Task to complete:
Put the items from the line with "Can you spot the anal" up to and including the line with "x=56, y=107" into a two-column CSV headed text and answer. Give one row per item, with the item's text in the first field and its answer in the second, each field quoted and any line breaks replaced by spaces.

Listed entries:
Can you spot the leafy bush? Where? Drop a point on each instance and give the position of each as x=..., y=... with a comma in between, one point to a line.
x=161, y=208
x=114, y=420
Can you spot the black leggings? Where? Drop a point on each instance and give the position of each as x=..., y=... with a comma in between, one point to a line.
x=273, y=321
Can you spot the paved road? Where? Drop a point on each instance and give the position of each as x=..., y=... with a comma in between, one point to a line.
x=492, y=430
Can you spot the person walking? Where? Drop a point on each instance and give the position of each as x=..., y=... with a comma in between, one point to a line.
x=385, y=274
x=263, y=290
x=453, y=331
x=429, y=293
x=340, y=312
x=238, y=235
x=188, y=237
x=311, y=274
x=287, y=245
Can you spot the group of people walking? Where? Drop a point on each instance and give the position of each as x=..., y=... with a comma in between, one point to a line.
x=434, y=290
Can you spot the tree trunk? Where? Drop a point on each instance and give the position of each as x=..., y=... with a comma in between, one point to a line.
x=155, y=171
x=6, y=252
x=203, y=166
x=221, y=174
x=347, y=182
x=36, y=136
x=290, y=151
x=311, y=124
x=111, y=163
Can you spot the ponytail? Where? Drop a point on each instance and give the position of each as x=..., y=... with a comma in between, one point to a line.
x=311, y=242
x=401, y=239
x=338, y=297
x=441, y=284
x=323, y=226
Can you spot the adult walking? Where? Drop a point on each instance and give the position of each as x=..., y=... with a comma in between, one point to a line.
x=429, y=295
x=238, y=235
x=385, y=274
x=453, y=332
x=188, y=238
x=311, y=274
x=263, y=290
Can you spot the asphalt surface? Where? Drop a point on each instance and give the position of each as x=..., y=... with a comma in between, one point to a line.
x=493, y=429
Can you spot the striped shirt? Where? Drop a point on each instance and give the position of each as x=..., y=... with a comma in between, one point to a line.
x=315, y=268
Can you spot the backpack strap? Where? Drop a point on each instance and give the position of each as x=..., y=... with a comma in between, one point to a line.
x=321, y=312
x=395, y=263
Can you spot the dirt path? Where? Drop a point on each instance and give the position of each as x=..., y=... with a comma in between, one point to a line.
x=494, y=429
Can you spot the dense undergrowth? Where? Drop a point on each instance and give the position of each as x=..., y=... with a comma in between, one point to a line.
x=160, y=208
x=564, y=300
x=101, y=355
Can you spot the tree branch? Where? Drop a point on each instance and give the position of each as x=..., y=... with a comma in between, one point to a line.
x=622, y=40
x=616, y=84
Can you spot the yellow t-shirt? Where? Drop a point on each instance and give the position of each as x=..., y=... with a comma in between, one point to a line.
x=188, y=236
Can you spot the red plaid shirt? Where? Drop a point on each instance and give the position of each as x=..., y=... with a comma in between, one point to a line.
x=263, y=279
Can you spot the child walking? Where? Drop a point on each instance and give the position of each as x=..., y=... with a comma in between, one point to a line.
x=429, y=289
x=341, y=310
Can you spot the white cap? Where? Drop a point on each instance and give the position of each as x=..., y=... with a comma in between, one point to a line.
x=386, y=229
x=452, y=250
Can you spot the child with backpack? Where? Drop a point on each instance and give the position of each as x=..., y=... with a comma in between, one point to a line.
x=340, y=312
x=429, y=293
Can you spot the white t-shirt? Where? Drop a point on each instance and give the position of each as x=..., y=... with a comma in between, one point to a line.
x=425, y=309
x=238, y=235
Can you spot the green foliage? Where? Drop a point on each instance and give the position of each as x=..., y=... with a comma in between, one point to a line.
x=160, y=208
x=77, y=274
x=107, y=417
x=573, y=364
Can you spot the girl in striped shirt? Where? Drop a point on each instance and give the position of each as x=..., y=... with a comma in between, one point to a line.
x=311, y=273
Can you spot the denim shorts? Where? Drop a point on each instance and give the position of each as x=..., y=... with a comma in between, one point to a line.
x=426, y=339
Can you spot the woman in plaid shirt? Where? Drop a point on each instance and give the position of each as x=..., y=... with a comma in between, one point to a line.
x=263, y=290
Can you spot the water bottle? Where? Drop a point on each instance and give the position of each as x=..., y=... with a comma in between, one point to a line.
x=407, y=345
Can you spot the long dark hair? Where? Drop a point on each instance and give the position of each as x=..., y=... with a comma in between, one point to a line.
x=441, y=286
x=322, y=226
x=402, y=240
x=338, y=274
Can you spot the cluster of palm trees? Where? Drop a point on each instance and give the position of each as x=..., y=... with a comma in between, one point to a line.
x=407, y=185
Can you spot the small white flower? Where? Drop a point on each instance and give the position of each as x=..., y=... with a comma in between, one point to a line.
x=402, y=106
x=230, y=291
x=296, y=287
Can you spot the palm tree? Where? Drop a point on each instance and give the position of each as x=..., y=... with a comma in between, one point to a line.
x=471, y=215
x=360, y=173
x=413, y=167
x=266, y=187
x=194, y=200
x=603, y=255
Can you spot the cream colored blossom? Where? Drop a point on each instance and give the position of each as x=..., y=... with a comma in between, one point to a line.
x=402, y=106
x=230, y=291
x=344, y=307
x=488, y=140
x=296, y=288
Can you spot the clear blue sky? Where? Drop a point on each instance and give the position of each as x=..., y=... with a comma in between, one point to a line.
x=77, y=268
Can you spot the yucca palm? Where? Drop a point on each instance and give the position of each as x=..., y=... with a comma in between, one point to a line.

...

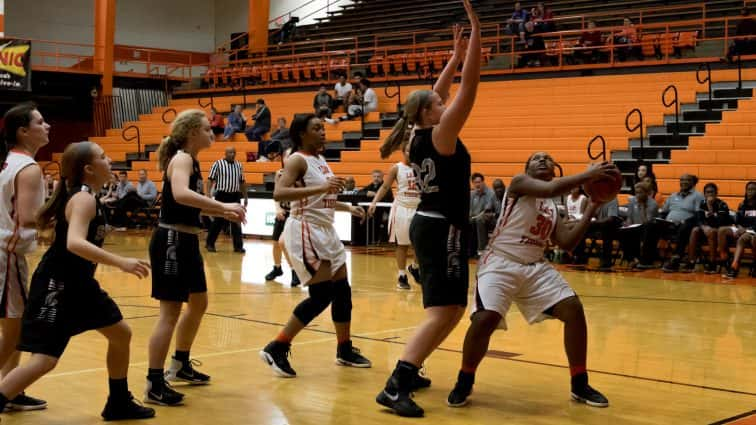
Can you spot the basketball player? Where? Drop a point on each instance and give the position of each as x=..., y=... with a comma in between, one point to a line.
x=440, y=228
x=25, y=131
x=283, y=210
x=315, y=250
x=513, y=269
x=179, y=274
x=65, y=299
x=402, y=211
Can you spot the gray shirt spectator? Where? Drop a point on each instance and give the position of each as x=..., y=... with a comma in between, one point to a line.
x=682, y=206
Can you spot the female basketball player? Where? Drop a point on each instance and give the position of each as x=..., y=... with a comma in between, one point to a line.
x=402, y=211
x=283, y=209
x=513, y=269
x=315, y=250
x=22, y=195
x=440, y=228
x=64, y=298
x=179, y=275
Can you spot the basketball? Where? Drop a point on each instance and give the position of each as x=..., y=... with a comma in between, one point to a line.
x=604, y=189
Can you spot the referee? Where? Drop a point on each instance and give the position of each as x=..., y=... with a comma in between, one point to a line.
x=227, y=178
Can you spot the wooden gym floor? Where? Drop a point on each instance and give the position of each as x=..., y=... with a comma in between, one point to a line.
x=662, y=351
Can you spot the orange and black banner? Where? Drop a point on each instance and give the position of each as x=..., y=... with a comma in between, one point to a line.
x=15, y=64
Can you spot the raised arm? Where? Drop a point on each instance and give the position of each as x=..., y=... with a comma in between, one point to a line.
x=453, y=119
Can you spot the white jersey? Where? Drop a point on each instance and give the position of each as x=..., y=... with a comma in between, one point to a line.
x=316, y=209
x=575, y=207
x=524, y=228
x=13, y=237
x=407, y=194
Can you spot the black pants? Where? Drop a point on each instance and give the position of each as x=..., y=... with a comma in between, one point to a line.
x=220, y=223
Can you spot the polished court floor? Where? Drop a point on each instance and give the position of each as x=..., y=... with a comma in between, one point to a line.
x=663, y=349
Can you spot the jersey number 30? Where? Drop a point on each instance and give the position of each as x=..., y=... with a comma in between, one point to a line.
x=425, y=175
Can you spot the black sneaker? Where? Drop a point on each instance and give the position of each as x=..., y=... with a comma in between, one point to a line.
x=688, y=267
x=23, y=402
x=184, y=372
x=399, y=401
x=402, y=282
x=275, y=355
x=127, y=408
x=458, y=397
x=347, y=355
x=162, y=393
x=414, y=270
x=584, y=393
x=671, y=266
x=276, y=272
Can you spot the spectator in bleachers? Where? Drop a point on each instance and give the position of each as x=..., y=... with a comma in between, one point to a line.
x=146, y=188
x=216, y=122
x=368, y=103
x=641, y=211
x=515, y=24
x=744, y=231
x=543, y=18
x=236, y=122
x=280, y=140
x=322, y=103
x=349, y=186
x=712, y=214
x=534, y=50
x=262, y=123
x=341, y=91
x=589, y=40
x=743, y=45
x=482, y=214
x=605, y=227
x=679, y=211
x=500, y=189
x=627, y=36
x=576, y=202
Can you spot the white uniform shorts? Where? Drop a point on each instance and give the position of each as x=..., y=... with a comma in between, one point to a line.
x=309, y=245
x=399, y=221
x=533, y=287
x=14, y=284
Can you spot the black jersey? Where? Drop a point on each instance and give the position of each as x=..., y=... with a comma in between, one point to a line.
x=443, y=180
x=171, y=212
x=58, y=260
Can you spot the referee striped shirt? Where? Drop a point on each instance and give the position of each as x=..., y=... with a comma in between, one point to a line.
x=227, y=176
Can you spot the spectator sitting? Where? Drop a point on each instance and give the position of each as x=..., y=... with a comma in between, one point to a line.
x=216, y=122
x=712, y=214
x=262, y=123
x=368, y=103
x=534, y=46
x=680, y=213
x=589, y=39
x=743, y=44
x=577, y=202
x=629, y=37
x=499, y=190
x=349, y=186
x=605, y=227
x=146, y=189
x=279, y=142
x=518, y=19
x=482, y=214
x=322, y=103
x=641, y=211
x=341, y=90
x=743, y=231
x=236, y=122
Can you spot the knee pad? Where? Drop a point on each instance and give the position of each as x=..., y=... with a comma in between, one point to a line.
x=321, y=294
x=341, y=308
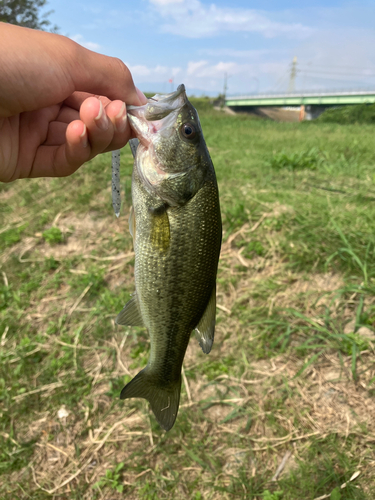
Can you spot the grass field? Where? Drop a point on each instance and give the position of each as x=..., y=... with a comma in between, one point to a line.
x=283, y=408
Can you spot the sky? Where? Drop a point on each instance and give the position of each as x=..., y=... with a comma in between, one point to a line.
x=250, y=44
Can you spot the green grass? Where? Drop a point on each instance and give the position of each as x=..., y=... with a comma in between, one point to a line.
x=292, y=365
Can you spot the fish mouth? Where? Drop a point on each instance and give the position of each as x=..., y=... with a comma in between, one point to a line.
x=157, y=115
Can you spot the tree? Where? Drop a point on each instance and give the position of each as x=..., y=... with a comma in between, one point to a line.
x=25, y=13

--

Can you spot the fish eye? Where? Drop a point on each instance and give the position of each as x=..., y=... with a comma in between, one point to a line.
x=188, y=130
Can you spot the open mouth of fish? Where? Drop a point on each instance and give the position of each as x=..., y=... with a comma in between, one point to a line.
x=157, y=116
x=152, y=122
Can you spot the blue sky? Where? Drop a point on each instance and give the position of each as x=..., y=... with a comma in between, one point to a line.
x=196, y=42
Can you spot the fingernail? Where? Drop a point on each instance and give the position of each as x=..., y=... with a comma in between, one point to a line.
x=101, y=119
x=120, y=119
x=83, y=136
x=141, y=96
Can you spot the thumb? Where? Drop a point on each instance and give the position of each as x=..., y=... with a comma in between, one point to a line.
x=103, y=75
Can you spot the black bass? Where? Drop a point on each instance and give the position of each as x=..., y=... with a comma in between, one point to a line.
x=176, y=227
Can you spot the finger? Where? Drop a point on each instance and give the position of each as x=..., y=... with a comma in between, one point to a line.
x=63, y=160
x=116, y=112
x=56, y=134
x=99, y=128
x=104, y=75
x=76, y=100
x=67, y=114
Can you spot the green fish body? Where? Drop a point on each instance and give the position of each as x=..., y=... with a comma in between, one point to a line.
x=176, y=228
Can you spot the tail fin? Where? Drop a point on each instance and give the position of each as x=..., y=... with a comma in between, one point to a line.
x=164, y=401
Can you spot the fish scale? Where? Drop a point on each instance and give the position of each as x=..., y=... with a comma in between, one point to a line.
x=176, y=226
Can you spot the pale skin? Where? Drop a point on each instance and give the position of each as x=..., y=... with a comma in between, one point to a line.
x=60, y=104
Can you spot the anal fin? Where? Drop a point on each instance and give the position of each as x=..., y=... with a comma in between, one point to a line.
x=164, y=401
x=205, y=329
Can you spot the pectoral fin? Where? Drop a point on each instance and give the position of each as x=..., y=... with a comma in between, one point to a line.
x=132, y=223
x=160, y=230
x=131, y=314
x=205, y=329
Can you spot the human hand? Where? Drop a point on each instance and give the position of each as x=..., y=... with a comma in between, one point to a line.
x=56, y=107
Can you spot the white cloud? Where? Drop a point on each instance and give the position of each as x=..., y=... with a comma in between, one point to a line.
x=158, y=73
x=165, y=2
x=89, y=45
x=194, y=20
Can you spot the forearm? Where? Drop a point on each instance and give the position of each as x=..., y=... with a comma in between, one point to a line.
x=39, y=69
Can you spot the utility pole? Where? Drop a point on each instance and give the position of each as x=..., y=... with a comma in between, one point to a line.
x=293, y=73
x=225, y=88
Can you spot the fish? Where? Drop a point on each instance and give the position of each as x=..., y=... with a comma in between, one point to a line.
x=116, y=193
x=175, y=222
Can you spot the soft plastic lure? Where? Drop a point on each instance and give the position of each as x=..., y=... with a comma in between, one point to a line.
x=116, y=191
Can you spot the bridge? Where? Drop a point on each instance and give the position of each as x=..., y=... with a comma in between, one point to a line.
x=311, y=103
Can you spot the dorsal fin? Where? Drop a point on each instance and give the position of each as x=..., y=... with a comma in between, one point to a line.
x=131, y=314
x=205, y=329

Exercise response:
text,answer
"Can you spot the anal fin? Where? Drop a point on each instance and give the position of each as x=..., y=... with a comma in between, one point to a line.","x=164, y=401 x=205, y=329"
"Can you spot the pectoral fin? Where? Drop a point on each instance and give the position of each as x=..., y=... with a comma in between, one point to a line.","x=132, y=223 x=160, y=230 x=131, y=314 x=205, y=329"
"Can you spot the human hand? Where? Drop a point on each instance and give the position of each as x=..., y=... with a comma in between, one point to a line.","x=56, y=107"